Excerpt from a dataset
-- BEGIN --

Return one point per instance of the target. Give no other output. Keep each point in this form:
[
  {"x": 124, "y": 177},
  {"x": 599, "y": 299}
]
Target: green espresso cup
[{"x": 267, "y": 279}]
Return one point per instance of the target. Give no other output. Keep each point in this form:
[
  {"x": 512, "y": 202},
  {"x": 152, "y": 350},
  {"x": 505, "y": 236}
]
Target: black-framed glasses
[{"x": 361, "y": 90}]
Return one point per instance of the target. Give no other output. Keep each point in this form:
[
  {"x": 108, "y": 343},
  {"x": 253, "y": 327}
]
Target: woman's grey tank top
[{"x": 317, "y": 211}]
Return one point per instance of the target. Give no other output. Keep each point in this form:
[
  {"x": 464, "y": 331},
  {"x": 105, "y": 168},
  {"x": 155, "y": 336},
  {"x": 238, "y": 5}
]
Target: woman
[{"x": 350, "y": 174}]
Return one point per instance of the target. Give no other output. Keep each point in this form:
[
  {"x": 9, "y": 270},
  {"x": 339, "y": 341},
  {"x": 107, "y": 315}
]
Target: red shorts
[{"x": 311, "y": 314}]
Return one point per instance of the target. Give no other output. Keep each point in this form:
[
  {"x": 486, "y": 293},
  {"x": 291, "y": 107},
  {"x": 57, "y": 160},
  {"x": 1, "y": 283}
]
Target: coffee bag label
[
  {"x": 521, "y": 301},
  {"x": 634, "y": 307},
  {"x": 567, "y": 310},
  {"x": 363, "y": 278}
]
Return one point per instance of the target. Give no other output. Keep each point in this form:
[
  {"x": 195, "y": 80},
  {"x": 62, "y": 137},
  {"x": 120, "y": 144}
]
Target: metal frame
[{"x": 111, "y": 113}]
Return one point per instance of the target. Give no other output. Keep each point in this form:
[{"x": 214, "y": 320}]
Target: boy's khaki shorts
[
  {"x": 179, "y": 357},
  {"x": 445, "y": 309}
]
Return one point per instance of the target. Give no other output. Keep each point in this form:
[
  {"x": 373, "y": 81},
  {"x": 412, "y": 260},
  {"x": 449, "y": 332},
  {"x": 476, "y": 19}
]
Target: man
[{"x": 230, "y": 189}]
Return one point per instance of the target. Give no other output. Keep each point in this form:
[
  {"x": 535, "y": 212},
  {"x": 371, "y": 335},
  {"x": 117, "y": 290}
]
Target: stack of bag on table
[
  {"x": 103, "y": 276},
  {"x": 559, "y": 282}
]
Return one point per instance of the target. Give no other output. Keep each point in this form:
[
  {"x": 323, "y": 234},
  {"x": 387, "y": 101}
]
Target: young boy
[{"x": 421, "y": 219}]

-- END --

• [Problem to work on] Using the listing above, please repeat every entry exactly.

• [Finished answer]
Return one point per instance of the target. Give no other output. Keep each point in this form:
[
  {"x": 124, "y": 177},
  {"x": 599, "y": 299}
]
Target: green espresso cup
[{"x": 267, "y": 279}]
Return one point per instance of the target. Give no other output. Keep each point in this form:
[
  {"x": 512, "y": 202},
  {"x": 152, "y": 350},
  {"x": 505, "y": 236}
]
Target: black-framed glasses
[{"x": 361, "y": 90}]
Return one point per instance of the target. Give no other output. Keep each point in this form:
[
  {"x": 108, "y": 343},
  {"x": 253, "y": 327}
]
Target: woman's grey tank top
[{"x": 317, "y": 211}]
Return one point per instance of the target. Give no other output. Keep each point in this form:
[
  {"x": 464, "y": 331},
  {"x": 105, "y": 168},
  {"x": 155, "y": 336},
  {"x": 238, "y": 5}
]
Target: woman
[{"x": 350, "y": 174}]
Return one point per instance of the target. Give no other output. Keep each point in this form:
[
  {"x": 9, "y": 270},
  {"x": 339, "y": 341},
  {"x": 107, "y": 315}
]
Target: red shorts
[{"x": 311, "y": 314}]
Return one point per instance of the target. Give no other output. Keep each point in this form:
[
  {"x": 486, "y": 293},
  {"x": 291, "y": 107},
  {"x": 57, "y": 160},
  {"x": 1, "y": 283}
]
Target: coffee bag label
[
  {"x": 521, "y": 301},
  {"x": 634, "y": 307},
  {"x": 567, "y": 310},
  {"x": 363, "y": 278}
]
Return one point per instance of the target. Give no other output. Keep each point in this form:
[
  {"x": 195, "y": 80},
  {"x": 62, "y": 137},
  {"x": 120, "y": 144}
]
Target: metal frame
[{"x": 111, "y": 113}]
Return one point per instance of the target. Give no other output. Keep each point in this form:
[{"x": 214, "y": 320}]
Target: boy's khaki shorts
[
  {"x": 179, "y": 357},
  {"x": 445, "y": 309}
]
Return one point per instance of the target. Give no other output. Keep each point in this form:
[
  {"x": 373, "y": 81},
  {"x": 412, "y": 260},
  {"x": 449, "y": 332},
  {"x": 476, "y": 19}
]
Target: man
[{"x": 230, "y": 189}]
Return one point per instance of the target. Give no other output. Keep each point in this form:
[
  {"x": 535, "y": 212},
  {"x": 371, "y": 335},
  {"x": 117, "y": 290}
]
Target: stack of bag on table
[
  {"x": 103, "y": 276},
  {"x": 559, "y": 282}
]
Return one point per instance of the target. Give no other output. Keep each point in this form:
[
  {"x": 323, "y": 234},
  {"x": 387, "y": 101}
]
Target: young boy
[{"x": 421, "y": 219}]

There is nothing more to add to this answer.